• PAGE TEXT:

#####

# Showing that spectrum of operator is not compact

1. Dec 14, 2009

### Leitmotif

1. The problem statement, all variables and given/known data

Let $$X=C[0,\pi]$$.
Define $$T:\mathcal{D}(T) \to X$$, Tx = x" where
$$\mathcal{D}(T) = \{ x \in X | x(0)=x(\pi)=0 \}$$.

Show that $$\sigma(T)$$ is not compact.

2. Relevant equations

None.

3. The attempt at a solution
Well, functions sin(Ax) and sin(-Ax), for A=0,1,2,... are in the domain, and eigenvalues are all integers, which are not bounded, aka. not compact. But I am not sure how to show this in general case. Any help in the right direction is appreciated.

Last edited: Dec 14, 2009
2. Dec 14, 2009

### Leitmotif

Yikes, the preview looked fine, but not sure what happened with that LaTeX code there. The operator is second derivative, Tx=x", and the domain is all functions in X so that x(0)=x(Pi)=0.

3. Dec 14, 2009

### Dick

What do you mean 'general case'? I think you've shown that the second derivative operator T is unbounded, so it can't be compact. What else is there to show?

4. Dec 14, 2009

### Leitmotif

Well, I guess I came up with an example of a function that's in the domain, and whose set of eigenvalues are not bounded, and eigenvalues are in the spectrum. I just wasn't really sure if that is enough to show that it's true for ALL functions in the domain.

#####

• ENTRIES SUPPLIED:
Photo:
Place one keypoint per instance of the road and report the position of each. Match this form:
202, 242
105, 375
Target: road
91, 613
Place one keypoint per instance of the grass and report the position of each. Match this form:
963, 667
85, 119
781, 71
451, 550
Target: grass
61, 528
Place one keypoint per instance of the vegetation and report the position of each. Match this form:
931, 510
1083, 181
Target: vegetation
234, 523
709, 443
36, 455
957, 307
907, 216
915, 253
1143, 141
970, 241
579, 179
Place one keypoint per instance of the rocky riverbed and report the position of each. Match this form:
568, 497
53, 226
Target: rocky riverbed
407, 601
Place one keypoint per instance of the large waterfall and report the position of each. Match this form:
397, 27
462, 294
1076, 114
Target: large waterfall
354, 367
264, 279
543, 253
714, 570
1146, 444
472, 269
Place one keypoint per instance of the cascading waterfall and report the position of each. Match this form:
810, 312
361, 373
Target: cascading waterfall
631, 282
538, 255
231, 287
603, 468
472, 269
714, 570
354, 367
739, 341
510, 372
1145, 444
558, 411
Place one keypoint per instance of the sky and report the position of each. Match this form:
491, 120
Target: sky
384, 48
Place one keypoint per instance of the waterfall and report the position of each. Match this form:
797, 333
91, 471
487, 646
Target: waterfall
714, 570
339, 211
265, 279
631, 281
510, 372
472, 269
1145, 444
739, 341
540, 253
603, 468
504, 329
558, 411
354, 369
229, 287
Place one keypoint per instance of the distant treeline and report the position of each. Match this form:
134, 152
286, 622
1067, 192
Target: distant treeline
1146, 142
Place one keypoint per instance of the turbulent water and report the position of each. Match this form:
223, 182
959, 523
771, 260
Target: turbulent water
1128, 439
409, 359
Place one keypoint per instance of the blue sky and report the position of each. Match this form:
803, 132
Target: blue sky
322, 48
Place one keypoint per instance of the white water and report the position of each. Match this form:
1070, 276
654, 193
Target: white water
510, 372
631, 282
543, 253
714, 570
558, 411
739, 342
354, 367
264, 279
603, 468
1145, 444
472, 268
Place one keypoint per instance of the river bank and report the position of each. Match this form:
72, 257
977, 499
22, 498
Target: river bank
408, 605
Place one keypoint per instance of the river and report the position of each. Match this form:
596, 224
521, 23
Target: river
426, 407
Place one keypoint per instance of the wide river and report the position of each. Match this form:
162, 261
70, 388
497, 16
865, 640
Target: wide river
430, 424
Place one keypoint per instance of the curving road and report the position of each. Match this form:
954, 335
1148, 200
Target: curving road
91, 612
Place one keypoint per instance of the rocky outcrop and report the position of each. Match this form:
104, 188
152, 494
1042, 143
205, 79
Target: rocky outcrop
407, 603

#####

Retype the part of the spectrum thread that begins at the words "3. Dec 14, 2009" and stops after "there to show?".

3. Dec 14, 2009

### Dick

What do you mean 'general case'? I think you've shown that the second derivative operator T is unbounded, so it can't be compact. What else is there to show?